[Exercise aim] Pull out every entry below and reproduce each of its lines verbatim.

Entries for pointing to labeled objects
↓

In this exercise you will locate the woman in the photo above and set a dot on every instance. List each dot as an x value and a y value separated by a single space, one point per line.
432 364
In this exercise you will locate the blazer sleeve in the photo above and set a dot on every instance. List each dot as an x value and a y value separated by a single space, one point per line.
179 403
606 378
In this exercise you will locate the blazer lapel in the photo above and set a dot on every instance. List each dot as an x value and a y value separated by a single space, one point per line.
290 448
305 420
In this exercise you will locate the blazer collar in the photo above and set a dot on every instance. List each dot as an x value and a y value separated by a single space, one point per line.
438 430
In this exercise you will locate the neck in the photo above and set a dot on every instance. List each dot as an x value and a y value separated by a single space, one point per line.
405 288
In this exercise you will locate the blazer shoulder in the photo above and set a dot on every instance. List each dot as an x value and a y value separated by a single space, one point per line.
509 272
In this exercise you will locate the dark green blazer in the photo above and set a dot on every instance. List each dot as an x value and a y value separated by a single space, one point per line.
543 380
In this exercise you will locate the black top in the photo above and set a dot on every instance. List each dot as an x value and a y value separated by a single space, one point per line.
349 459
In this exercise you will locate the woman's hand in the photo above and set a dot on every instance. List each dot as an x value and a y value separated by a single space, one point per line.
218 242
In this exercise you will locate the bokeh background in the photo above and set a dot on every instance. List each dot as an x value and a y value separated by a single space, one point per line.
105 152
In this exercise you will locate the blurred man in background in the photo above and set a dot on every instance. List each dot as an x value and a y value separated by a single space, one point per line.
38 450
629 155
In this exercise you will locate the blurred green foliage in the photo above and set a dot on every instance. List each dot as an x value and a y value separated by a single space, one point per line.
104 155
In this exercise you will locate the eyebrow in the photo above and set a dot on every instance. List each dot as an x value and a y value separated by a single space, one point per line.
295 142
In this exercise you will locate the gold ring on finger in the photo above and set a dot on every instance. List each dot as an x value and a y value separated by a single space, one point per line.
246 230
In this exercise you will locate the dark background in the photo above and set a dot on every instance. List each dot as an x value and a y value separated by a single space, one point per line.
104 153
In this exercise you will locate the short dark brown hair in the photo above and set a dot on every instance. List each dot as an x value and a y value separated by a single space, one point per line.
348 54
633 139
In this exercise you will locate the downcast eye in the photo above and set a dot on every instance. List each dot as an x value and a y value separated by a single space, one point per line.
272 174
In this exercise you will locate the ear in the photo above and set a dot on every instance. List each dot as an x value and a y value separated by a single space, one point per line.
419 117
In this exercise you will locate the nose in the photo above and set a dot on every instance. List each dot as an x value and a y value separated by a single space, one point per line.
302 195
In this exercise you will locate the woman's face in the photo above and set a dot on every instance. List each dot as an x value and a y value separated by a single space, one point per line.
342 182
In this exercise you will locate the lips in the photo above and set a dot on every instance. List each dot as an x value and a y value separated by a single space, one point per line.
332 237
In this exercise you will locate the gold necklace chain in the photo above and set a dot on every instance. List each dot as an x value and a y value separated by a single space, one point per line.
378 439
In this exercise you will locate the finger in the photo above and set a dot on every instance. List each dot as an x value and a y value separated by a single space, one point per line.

↑

[Result]
In this exercise you will locate the woman in the photo above and set a dot on every instance. List each dot as an x value and a y value separated by a single space, one point per line.
432 364
In this exercise you will locate the blazer sleeve in the photo above and set a dot on every instance. List each dot as an x value and a y value separated by a single space, one point per line.
179 403
606 378
In this exercise you will locate the blazer lapel in the photo above and set a dot on every instance. List each dot as an x value and a y value separated by a single space, one point per line.
290 448
305 420
In this exercise you will locate the blazer collar in the photo above and set a dot on every instance. List each dot as an x value and a y value separated by a single space, one point per line.
438 430
In this exercise you will locate the neck in the photo above and set a dot on every instance. List each dot as an x value and a y value separated by a single space, one point per line.
405 288
In this exercise you will locate the blazer shoulder in the photo above and set a dot on every instance. List each dot as an x value and a y value separated by a single space, one point per line.
509 272
In this exercise you will locate the dark green blazer in the photo above and set a dot on every instance. List each dot as an x value and a y value separated by a single space, one point per line.
543 380
In this exercise you will locate the black top in the photo above and set a dot on every instance. List each dot as an x value and a y value separated by a single space, one point per line.
349 459
In this exercise you will locate the woman's hand in the photo above and set a dot on every instance. List each dot as an x value and a y value separated by a single space, one point per line.
218 242
In this exercise you will locate the bokeh background in the photo above and set a dot on every instance. List each dot as an x value and a y value separated by a single space, one point per line.
105 152
In this exercise you will locate the blurred man in background in the photo above and set a dot on every instance. List each dot as an x value and a y value separated by a single space, one point per line.
38 450
629 155
In this exercise you will locate the blurred green foliage in the photo above and set a dot on every instance. List each dot as an x value and a y value separated by a single space, one point per line.
104 155
In this exercise you will locate the eyebrow in the photo above and set a dot on every instance. List each dot as an x value and a y value separated by a single space, one point per line.
295 142
In this exercise you will locate the gold ring on finger in the photo above and set a dot on every instance. List each dot as an x value and a y value separated by a single space, one point per line.
246 230
In this exercise you will locate the dark background in the photo above and set a dot on every instance. List each dot as an x value and a y value separated by a single space, one point per line.
104 153
In this exercise you will locate the short dark brown hair in the photo above and set a dot on every instance. List each dot as an x value and a y value separated by a single space, one point per line.
348 54
633 139
In this exercise you will locate the downcast eye in the photo above and set a dot on every instance. List each dot as an x value and a y value separated by a single space, one point per line.
272 174
In this exercise you will locate the ear in the photo above and set a dot on every instance. List each dot as an x value and a y value separated by a single space, one point per line.
419 117
In this exercise you will locate the nose in the photo above and set a dot on every instance. List each dot as an x value and a y value separated by a single space, one point per line.
302 195
In this exercise you will locate the woman's face in the photo above and set a dot on every instance. List each dot as an x value and a y value separated by a single space, one point per line.
342 182
In this exercise you will locate the lips in the photo above and set a dot on every instance. List each dot as an x value and a y value separated by a single space, one point per line.
332 237
In this exercise you will locate the gold necklace chain in the photo above and set a dot on every instance. List each dot as an x value and a y value separated by a single space, one point per line.
378 439
In this exercise you will locate the finger in the photo above and set a dot on every instance. List each dot as an x value and a y value separated by a single space, one point per line.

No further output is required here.